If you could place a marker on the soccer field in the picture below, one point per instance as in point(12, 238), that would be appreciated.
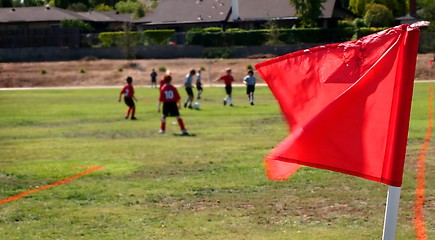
point(72, 167)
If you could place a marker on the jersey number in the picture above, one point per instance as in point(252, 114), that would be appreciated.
point(169, 95)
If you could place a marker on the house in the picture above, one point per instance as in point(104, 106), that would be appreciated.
point(246, 14)
point(41, 26)
point(51, 17)
point(35, 17)
point(106, 21)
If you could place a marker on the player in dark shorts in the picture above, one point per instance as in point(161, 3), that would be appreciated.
point(153, 78)
point(170, 98)
point(188, 81)
point(129, 98)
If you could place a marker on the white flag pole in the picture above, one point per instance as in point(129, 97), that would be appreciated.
point(391, 213)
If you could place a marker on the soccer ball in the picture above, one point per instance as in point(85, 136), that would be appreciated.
point(196, 105)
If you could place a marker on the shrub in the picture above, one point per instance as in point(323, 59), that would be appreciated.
point(157, 37)
point(378, 15)
point(213, 29)
point(80, 24)
point(217, 53)
point(162, 69)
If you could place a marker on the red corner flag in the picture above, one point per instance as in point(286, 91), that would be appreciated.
point(347, 104)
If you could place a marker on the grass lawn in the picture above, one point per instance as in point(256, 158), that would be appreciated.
point(153, 186)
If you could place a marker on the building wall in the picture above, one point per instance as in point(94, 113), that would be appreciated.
point(150, 52)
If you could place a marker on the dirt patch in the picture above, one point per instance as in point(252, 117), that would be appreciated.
point(94, 72)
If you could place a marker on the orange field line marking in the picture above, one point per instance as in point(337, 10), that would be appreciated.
point(63, 181)
point(419, 224)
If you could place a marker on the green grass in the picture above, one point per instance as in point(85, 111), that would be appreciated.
point(211, 186)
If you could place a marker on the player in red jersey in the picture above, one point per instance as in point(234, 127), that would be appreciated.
point(170, 98)
point(129, 98)
point(228, 80)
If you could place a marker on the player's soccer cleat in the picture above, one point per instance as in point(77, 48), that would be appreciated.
point(184, 133)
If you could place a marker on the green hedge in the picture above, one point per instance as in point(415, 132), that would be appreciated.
point(148, 37)
point(260, 37)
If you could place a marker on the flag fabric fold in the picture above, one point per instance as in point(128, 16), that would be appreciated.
point(347, 105)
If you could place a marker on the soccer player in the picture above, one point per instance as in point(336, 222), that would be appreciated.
point(153, 78)
point(199, 83)
point(188, 86)
point(170, 98)
point(129, 98)
point(228, 80)
point(249, 81)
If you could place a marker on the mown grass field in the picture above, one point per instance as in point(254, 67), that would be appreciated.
point(152, 186)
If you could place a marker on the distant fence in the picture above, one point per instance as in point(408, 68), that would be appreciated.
point(40, 37)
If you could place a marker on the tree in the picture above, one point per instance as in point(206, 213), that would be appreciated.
point(398, 7)
point(103, 8)
point(6, 3)
point(131, 6)
point(378, 15)
point(308, 11)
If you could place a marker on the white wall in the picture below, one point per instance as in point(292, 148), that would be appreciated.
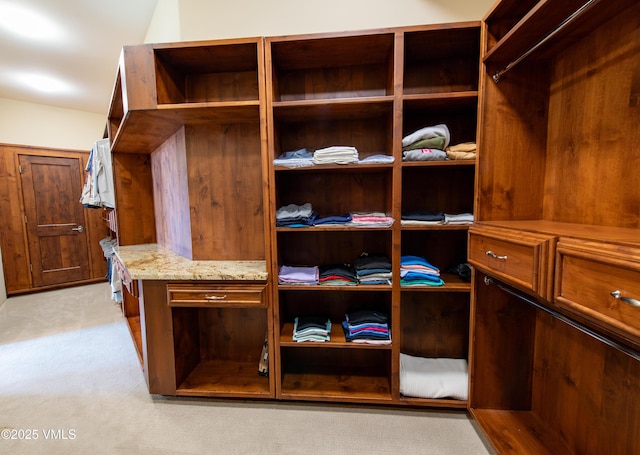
point(3, 287)
point(214, 19)
point(185, 20)
point(49, 126)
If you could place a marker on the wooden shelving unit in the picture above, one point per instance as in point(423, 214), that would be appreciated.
point(368, 90)
point(554, 353)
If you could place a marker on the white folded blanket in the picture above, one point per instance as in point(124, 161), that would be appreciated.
point(433, 377)
point(427, 133)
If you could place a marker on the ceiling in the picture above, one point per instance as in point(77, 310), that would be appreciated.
point(75, 42)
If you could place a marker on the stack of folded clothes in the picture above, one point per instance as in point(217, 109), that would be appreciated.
point(458, 218)
point(421, 217)
point(291, 274)
point(332, 220)
point(426, 144)
point(416, 270)
point(373, 269)
point(370, 219)
point(463, 151)
point(293, 215)
point(367, 326)
point(338, 275)
point(295, 158)
point(338, 154)
point(311, 328)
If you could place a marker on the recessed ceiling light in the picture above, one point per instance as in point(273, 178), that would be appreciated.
point(42, 83)
point(28, 23)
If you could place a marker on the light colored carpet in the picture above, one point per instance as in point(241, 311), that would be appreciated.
point(70, 377)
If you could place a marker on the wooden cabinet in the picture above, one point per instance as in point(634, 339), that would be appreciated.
point(555, 363)
point(188, 136)
point(367, 90)
point(522, 259)
point(600, 282)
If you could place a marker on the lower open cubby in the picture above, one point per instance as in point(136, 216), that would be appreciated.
point(337, 369)
point(542, 382)
point(217, 351)
point(434, 332)
point(328, 374)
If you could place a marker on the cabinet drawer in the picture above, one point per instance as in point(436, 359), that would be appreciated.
point(600, 282)
point(522, 259)
point(214, 295)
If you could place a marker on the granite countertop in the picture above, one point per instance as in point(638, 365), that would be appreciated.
point(154, 262)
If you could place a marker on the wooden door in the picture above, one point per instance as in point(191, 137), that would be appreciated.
point(56, 234)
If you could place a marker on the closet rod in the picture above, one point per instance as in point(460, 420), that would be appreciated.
point(612, 343)
point(498, 74)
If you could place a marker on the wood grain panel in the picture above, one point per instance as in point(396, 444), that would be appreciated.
point(171, 195)
point(503, 354)
point(157, 338)
point(358, 191)
point(225, 190)
point(134, 195)
point(138, 78)
point(435, 324)
point(503, 156)
point(579, 387)
point(593, 131)
point(232, 334)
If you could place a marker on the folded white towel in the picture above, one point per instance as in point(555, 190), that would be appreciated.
point(433, 377)
point(427, 133)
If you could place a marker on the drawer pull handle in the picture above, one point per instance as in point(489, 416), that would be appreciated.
point(628, 300)
point(491, 254)
point(215, 297)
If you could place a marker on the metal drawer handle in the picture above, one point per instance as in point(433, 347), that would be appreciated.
point(215, 297)
point(628, 300)
point(491, 254)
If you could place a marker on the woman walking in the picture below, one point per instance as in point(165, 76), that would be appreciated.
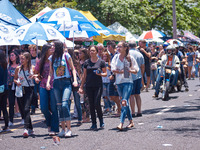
point(13, 64)
point(3, 89)
point(123, 65)
point(83, 55)
point(94, 70)
point(24, 77)
point(60, 64)
point(191, 62)
point(47, 97)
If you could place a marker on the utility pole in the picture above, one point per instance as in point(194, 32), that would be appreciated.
point(174, 20)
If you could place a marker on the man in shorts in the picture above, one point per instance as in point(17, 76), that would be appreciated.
point(137, 79)
point(146, 52)
point(113, 94)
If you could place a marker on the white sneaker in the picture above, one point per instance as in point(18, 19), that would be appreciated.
point(10, 124)
point(30, 132)
point(68, 133)
point(18, 114)
point(22, 122)
point(25, 134)
point(62, 133)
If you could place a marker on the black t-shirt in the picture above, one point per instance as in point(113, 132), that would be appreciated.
point(92, 79)
point(154, 55)
point(146, 59)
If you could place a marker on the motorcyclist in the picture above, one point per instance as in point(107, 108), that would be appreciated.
point(181, 57)
point(169, 60)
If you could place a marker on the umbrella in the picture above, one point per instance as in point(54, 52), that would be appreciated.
point(38, 31)
point(152, 34)
point(105, 33)
point(70, 20)
point(170, 41)
point(5, 30)
point(10, 15)
point(38, 15)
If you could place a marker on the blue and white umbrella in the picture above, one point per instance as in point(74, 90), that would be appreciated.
point(38, 31)
point(71, 22)
point(10, 15)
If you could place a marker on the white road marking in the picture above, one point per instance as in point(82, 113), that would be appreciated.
point(164, 110)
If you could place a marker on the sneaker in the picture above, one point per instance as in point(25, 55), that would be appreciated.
point(5, 129)
point(93, 127)
point(22, 122)
point(51, 133)
point(155, 96)
point(30, 132)
point(17, 115)
point(102, 125)
point(62, 133)
point(139, 115)
point(33, 112)
point(25, 134)
point(133, 115)
point(10, 124)
point(68, 133)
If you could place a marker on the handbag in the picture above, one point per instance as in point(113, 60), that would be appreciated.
point(153, 66)
point(19, 91)
point(2, 88)
point(72, 78)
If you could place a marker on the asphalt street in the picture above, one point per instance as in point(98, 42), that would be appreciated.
point(173, 124)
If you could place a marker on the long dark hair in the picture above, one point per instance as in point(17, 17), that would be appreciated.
point(127, 56)
point(17, 57)
point(27, 55)
point(85, 51)
point(57, 55)
point(3, 62)
point(44, 56)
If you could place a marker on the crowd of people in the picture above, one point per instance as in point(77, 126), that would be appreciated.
point(116, 74)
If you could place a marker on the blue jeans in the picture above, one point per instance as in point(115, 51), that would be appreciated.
point(153, 77)
point(11, 98)
point(34, 102)
point(124, 90)
point(46, 98)
point(62, 90)
point(78, 105)
point(107, 103)
point(173, 80)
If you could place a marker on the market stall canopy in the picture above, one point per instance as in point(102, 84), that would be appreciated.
point(152, 34)
point(191, 36)
point(10, 15)
point(38, 15)
point(117, 27)
point(105, 33)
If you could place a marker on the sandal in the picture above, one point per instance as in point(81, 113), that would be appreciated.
point(131, 125)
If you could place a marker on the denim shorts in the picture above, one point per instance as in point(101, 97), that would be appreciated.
point(112, 89)
point(136, 86)
point(190, 63)
point(62, 91)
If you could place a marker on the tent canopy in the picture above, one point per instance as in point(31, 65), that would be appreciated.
point(38, 15)
point(123, 31)
point(105, 33)
point(10, 15)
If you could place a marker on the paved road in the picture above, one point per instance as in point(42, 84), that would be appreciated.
point(173, 124)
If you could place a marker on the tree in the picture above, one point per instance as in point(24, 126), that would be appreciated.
point(140, 15)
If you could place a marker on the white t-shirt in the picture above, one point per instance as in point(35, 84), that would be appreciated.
point(107, 79)
point(61, 70)
point(23, 80)
point(117, 64)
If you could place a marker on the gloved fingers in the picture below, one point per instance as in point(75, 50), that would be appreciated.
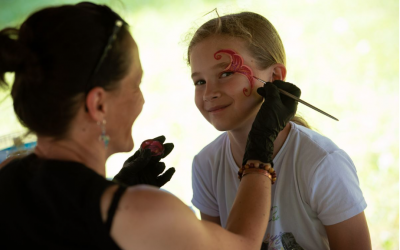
point(291, 88)
point(288, 87)
point(166, 177)
point(158, 168)
point(132, 158)
point(141, 161)
point(160, 138)
point(168, 147)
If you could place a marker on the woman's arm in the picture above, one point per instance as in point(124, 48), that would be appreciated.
point(350, 234)
point(151, 219)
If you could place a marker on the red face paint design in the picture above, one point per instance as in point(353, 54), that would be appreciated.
point(236, 65)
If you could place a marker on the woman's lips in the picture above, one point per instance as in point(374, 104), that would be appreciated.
point(217, 108)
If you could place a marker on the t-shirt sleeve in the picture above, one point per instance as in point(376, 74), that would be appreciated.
point(203, 196)
point(335, 193)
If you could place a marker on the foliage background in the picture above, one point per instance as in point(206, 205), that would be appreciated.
point(343, 54)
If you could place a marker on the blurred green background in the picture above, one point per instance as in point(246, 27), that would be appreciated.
point(344, 55)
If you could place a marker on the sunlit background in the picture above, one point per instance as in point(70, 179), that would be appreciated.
point(344, 55)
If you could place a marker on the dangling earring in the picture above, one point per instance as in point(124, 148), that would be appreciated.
point(103, 137)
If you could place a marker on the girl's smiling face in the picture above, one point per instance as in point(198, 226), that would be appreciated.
point(219, 94)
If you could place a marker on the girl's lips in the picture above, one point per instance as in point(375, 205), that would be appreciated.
point(217, 108)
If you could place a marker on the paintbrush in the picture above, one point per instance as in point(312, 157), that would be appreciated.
point(299, 100)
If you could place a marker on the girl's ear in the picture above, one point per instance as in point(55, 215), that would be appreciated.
point(96, 103)
point(279, 72)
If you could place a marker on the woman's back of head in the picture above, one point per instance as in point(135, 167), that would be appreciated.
point(54, 55)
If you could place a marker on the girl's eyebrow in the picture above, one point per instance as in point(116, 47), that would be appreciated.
point(220, 65)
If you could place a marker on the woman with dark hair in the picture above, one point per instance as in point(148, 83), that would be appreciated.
point(77, 87)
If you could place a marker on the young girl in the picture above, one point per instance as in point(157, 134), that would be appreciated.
point(316, 200)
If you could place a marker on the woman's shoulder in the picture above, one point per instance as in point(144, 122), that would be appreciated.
point(145, 213)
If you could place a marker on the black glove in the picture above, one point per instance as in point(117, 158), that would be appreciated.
point(275, 112)
point(143, 168)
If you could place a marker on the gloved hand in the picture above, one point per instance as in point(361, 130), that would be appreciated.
point(275, 112)
point(144, 167)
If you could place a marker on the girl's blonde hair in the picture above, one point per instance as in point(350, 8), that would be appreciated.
point(261, 38)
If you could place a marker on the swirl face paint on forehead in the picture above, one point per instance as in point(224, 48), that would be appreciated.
point(236, 65)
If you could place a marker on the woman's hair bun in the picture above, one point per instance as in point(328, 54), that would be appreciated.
point(13, 54)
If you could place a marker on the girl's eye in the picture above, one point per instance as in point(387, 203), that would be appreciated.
point(226, 74)
point(199, 82)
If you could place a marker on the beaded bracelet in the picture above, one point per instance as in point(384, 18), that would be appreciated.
point(264, 167)
point(257, 171)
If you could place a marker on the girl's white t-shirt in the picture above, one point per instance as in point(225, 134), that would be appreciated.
point(316, 185)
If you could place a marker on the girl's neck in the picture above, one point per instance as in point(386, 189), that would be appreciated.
point(238, 139)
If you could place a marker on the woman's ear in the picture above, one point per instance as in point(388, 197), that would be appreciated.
point(95, 103)
point(279, 72)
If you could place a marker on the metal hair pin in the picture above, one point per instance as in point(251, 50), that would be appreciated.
point(299, 100)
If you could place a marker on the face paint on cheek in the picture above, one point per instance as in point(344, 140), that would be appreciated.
point(236, 65)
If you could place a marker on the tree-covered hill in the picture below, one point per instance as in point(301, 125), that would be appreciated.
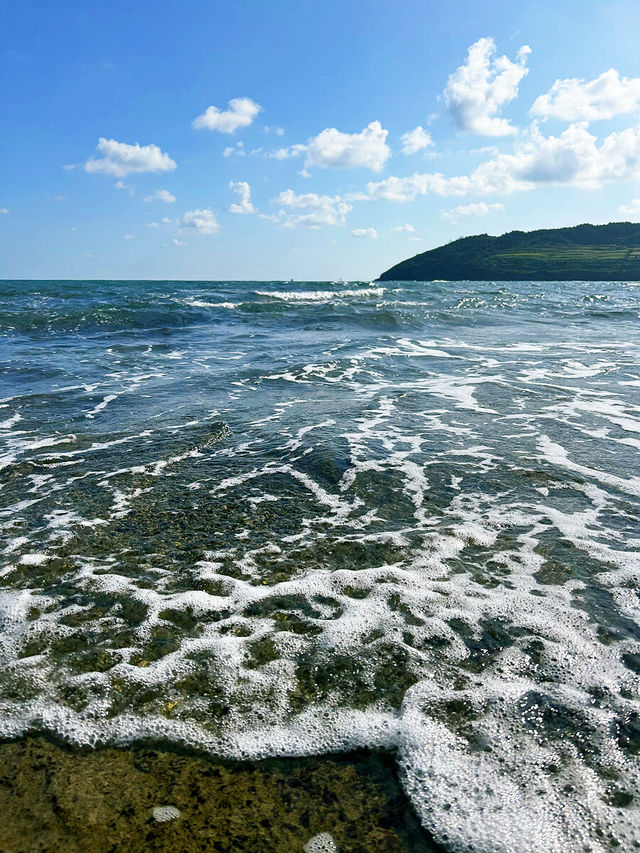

◇ ◇ ◇ ◇

Leave out each picture and extract the lines from the one containing "If you could place a marker on the girl's eye in" through the end of the records above, inclusive, exactly as they stand.

**Task result**:
If you could place a marker on the girl's eye in the picture above, one point per instance as in point(387, 203), that would be appreciated.
point(226, 74)
point(199, 82)
If you could place a marker on the beaded bracelet in the picture above, one point per instance as in point(384, 18), that would be appreciated.
point(264, 167)
point(257, 171)
If you could place a marker on the girl's white t-shirt in the picture above, one point per instance as in point(225, 134), that would be appreciated.
point(316, 185)
If you could place a marker on the girl's neck in the picture above, one point per instance as in point(386, 189), that would be appreciated.
point(238, 139)
If you could place a marker on the woman's ear in the picture above, one point per instance as in point(388, 197), that would be appreciated.
point(95, 103)
point(279, 72)
If you could place a marker on the metal hair pin in the picture above, one point per instance as in point(251, 50), that would be appreciated.
point(299, 100)
If you could place a marker on the face paint on cheek in the picture above, one point per instance as in point(344, 140), that would be appreciated.
point(236, 65)
If you could place a marker on the tree-covered hill in the picture below, one point per instance as in point(301, 125), that would be appreciated.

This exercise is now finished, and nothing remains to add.